Referring expression data
>>
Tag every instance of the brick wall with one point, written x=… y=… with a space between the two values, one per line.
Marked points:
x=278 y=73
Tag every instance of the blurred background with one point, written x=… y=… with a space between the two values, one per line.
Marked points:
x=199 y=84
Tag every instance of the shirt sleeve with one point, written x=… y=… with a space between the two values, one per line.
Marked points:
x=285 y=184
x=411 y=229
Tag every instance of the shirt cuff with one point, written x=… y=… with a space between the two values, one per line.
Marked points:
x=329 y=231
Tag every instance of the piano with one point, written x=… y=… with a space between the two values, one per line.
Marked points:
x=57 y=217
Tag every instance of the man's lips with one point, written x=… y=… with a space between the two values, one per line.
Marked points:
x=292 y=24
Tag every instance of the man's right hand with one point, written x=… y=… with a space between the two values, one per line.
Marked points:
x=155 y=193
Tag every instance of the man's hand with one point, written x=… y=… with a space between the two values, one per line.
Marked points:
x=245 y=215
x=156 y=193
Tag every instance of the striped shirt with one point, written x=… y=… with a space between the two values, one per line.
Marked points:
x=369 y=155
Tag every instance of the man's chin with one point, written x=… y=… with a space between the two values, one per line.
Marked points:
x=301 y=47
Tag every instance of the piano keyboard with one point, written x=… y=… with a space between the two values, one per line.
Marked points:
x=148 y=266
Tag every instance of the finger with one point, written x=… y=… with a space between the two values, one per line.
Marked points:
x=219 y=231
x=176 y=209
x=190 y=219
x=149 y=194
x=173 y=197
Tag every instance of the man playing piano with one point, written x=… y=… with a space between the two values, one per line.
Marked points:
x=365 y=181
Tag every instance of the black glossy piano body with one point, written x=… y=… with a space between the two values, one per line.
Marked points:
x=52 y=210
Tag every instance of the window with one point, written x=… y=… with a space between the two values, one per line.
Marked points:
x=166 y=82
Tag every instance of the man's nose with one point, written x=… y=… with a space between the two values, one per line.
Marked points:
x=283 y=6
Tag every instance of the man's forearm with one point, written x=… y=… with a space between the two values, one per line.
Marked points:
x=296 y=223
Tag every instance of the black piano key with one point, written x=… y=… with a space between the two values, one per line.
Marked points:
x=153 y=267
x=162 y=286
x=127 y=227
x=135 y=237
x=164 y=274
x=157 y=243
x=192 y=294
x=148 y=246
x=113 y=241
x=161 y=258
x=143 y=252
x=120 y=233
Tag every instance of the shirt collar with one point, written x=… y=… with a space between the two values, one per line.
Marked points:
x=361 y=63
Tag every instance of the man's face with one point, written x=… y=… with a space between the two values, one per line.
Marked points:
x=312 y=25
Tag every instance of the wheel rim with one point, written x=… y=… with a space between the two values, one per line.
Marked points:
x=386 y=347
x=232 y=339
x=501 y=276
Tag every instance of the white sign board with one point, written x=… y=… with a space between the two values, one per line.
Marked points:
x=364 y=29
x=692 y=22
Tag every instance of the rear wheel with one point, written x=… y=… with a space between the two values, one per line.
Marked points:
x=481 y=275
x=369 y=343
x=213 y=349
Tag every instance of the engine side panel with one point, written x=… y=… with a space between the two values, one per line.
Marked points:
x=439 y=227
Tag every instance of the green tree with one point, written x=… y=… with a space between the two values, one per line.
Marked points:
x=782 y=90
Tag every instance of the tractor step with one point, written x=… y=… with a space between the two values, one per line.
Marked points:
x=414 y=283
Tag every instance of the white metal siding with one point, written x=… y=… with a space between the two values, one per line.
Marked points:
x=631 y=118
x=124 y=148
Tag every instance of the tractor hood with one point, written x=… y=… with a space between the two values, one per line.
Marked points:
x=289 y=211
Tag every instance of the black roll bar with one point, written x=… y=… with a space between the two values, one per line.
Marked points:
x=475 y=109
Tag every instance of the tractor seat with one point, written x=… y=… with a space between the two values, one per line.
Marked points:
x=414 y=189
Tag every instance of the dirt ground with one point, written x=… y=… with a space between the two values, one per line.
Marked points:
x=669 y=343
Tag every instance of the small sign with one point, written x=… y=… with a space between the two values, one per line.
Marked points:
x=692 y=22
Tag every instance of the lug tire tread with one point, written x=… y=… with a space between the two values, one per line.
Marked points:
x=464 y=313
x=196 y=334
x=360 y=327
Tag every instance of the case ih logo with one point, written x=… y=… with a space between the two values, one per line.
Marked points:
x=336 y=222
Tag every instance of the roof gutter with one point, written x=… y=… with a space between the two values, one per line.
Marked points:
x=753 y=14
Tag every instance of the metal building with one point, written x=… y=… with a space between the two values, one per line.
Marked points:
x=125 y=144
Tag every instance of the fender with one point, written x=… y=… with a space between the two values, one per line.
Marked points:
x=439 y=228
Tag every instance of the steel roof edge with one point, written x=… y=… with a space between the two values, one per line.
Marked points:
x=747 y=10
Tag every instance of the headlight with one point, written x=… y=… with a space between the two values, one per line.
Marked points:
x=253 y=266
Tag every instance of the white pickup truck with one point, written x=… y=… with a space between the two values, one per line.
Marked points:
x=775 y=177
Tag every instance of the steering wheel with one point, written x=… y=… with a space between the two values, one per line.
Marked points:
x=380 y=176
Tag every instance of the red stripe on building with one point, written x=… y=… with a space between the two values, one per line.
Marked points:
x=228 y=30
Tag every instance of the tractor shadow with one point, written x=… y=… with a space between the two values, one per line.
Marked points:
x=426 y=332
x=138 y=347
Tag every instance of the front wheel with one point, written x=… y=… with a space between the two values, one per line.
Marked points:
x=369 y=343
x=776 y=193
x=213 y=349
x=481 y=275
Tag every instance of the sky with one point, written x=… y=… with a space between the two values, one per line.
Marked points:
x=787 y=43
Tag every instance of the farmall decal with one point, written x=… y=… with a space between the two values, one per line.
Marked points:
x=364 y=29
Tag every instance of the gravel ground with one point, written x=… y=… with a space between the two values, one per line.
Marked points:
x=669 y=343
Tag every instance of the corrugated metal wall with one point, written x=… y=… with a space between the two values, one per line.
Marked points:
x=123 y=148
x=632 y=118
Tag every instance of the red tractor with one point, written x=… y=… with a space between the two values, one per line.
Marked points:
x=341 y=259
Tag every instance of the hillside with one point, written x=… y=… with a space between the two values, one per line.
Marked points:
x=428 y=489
<<
>>
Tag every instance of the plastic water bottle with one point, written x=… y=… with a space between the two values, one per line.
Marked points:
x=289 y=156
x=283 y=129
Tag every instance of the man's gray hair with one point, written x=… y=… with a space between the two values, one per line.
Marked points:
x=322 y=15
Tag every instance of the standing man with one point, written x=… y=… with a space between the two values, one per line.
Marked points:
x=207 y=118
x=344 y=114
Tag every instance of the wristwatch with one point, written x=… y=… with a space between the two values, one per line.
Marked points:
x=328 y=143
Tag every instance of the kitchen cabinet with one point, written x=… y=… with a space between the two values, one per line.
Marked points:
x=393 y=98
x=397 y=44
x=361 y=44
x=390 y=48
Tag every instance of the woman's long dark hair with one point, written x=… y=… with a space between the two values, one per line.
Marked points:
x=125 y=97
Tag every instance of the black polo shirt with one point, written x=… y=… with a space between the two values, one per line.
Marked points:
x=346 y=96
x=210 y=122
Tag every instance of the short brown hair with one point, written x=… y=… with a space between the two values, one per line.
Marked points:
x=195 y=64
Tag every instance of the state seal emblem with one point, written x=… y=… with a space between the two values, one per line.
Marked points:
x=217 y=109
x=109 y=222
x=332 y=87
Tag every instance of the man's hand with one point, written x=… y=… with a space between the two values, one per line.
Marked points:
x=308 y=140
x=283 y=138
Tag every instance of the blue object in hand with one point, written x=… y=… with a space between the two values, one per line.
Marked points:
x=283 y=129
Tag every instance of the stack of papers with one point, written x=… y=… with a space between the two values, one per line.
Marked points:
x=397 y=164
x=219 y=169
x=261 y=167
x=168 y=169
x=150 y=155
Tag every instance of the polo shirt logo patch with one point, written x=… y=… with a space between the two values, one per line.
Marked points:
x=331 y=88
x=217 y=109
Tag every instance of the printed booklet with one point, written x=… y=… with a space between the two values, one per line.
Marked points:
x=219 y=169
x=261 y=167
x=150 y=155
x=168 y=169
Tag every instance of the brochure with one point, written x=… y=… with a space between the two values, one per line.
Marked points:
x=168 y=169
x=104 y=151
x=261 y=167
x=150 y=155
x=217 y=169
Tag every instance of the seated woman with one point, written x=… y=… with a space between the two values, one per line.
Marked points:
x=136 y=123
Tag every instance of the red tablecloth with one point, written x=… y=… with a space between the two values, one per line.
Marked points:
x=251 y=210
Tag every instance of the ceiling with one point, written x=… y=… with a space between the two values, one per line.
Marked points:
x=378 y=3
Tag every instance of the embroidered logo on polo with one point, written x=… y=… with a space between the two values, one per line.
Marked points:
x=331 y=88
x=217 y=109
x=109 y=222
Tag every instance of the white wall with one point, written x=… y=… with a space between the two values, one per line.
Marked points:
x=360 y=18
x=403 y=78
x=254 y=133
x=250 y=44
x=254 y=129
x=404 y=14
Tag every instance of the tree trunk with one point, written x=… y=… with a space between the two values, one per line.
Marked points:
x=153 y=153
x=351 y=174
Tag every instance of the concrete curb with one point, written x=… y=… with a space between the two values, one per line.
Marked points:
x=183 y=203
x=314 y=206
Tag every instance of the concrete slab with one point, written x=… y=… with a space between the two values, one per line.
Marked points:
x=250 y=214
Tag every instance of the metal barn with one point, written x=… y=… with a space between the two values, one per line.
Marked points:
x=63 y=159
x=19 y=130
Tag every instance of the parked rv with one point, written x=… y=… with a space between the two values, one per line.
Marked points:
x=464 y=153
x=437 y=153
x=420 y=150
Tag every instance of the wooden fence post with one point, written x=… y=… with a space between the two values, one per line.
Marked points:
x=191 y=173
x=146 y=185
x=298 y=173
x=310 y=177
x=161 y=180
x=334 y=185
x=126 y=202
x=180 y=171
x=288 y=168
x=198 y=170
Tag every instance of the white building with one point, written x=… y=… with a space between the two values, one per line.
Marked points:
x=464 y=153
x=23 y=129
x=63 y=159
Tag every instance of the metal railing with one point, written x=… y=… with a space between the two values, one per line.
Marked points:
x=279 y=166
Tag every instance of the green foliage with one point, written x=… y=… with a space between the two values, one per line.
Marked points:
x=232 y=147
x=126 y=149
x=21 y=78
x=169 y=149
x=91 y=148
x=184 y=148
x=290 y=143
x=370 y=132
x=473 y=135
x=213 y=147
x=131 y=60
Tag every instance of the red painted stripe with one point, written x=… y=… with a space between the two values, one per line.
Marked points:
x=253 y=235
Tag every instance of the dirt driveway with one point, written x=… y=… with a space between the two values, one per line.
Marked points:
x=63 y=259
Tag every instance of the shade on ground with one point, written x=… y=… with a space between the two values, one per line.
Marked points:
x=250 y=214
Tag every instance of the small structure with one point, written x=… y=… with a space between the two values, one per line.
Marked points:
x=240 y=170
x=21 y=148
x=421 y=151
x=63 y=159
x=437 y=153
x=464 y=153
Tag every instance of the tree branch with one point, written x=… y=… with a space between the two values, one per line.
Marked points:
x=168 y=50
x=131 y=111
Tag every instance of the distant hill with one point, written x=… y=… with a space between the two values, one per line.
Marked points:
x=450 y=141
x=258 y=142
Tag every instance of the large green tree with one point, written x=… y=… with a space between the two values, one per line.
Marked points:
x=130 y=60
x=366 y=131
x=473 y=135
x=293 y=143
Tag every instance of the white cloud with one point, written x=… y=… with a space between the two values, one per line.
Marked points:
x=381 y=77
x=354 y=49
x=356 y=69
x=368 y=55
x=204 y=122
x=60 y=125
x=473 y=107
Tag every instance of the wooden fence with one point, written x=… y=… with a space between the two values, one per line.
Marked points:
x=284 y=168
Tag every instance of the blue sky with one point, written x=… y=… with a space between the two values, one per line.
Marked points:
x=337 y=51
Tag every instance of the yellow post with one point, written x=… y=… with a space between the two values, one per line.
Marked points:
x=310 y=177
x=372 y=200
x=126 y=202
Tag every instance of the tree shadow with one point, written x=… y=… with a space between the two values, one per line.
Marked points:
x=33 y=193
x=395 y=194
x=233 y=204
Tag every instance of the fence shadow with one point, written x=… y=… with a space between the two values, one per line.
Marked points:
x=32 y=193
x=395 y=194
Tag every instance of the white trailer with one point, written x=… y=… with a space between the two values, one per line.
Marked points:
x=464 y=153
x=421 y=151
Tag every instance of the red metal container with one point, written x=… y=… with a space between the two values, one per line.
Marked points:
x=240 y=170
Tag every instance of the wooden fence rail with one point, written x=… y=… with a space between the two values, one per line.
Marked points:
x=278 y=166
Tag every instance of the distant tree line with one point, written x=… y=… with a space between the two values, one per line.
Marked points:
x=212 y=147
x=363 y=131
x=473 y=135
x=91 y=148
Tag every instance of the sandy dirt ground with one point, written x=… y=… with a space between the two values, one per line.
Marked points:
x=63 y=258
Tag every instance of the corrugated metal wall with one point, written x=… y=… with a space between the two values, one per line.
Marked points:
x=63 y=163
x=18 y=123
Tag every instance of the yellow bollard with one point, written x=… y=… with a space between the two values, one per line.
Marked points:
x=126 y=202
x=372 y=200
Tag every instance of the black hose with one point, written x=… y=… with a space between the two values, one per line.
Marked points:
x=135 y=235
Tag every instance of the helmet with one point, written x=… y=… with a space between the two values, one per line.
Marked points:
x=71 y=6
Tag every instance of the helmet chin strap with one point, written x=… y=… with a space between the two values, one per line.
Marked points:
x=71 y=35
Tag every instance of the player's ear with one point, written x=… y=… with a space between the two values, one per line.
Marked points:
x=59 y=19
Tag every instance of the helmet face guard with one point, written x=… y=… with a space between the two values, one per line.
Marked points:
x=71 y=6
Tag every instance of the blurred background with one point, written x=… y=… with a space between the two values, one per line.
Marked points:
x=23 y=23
<<
### What is being asked
Looking back over the data above, restate word for word the lines that begin at the line with "Tag every instance of the brick" and end at the line with "Tag every instance of the shirt cuff", inclusive.

### Answer to the problem
Tag every instance of the brick wall with one point, written x=… y=… with a space between the two values, one per line.
Marked points:
x=278 y=73
Tag every instance of the blurred background with one point, written x=… y=… with a space between the two values, one per line.
Marked points:
x=199 y=84
Tag every instance of the shirt sleeve with one point, written x=… y=… with a space between the two values, one per line.
Marked points:
x=285 y=184
x=411 y=229
Tag every instance of the shirt cuff with one point, written x=… y=… with a space between the two values, one per line.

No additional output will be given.